══ Texte extrait ══

Les seuls personnages néfastes du 
film sont les Toungouses qui ligotent trois moujiks dans une rivière et 
enlèvent leurs femmes, mais ils n'apparaissent pas à l'image et 
l'épisode qui les concerne est vite réglé, n'aboutissant qu'à une autre 
rencontre cordiale et une autre occasion d'entraide entre la troupe du 
capitaine menée par Dersou et des paysans du coin sur les traces des brigands. On 
pourrait également citer un autre personnage, tout aussi absent du film, et qui intervient à
la fin, mais ce serait trop en dire pour qui n'a pas encore vu Dersou Ouzala.
 Ou alors, en cherchant vraiment, le pauvre type qui vient vendre de 
l'eau à la femme du capitaine, en ville, et que Dersou insulte parce qu'il ose 
demander de l'argent pour de l'eau dont les rivières sont pleines, mais 
même lui se laisse insulter et s'en va sans répliquer à celui qu'il 
prend pour un sauvage.

═══

Consignes:
A. Relevez tous les personnages que l'extrait sur Dersou Ouzala présente comme néfastes ou pouvant être vus comme tels.
B. Rédigez la suite du passage sur le film Dersou Ouzala, à partir de sa dernière phrase.

══ Données fournies ══

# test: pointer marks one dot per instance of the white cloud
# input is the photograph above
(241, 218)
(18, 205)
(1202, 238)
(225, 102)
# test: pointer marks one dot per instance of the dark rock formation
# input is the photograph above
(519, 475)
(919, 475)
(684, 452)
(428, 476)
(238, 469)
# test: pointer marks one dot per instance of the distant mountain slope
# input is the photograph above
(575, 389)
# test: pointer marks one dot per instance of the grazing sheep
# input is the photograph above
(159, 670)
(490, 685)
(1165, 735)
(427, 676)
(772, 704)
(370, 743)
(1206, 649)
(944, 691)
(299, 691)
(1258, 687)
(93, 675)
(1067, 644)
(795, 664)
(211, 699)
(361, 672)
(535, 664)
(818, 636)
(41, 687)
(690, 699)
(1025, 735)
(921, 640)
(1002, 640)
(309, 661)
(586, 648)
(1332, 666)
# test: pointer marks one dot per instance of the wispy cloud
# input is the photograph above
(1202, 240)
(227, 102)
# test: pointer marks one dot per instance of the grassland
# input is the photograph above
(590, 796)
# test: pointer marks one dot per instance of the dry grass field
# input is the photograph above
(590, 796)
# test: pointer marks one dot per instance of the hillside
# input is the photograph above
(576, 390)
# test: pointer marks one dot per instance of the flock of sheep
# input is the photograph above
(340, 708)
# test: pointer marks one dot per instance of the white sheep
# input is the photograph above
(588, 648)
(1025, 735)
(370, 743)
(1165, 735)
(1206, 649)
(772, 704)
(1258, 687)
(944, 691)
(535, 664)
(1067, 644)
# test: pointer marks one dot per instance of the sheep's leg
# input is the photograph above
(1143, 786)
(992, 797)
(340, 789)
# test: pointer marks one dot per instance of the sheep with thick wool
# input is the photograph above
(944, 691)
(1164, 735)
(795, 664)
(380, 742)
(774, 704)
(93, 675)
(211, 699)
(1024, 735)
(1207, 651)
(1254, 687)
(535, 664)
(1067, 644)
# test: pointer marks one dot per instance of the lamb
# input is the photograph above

═══

Corrigés:
A.
1. Les Toungouses, qui ligotent trois moujiks dans une rivière et enlèvent leurs femmes.
2. Un autre personnage, absent du film, qui intervient à la fin.
3. Le pauvre type qui vient vendre de l'eau à la femme du capitaine, en ville.

B.
La seule adversité,
 suffisante dans un scénario où celle des hommes est évoquée sans que le 
besoin se fasse sentir d'insister, est celle du milieu hostile de 
la Taïga (on ne pourra plus oublier la tempête de vent sur la glace et la course contre la nuit que mènent Arséniev et Dersou, ce dernier à la baguette, dans
l'abattage d'herbes hautes destinées à monter un abri de fortune), des animaux sauvages (pour l'orage comme 
pour l'esprit du tigre amba, Kurosawa se fait plaisir par quelques 
effets de lumière fantastique qui anticipent déjà son ultime film, Rêves), du temps enfin et de ses effets sur les hommes
 et les corps. 
Ayant revu récemment la plupart des films d'animation de 
Miyazaki, je m'étonnai et me réjouis de l'absence totale 
de purs antagonistes dans des œuvres comme Kiki la petite sorcière ou Mon voisin Totoro,
 qui n'en ont pas besoin pour tenir la trame de leur narration et nous 
émouvoir par, là aussi, la simple beauté de relations amicales et solidaires entre
 les personnages, Kiki et la jeune femme autonome et bricoleuse qui vit 
seule dans les bois d'un côté, les deux sœurs et les esprits de la 
forêt, dont Totoro lui-même, de l'autre.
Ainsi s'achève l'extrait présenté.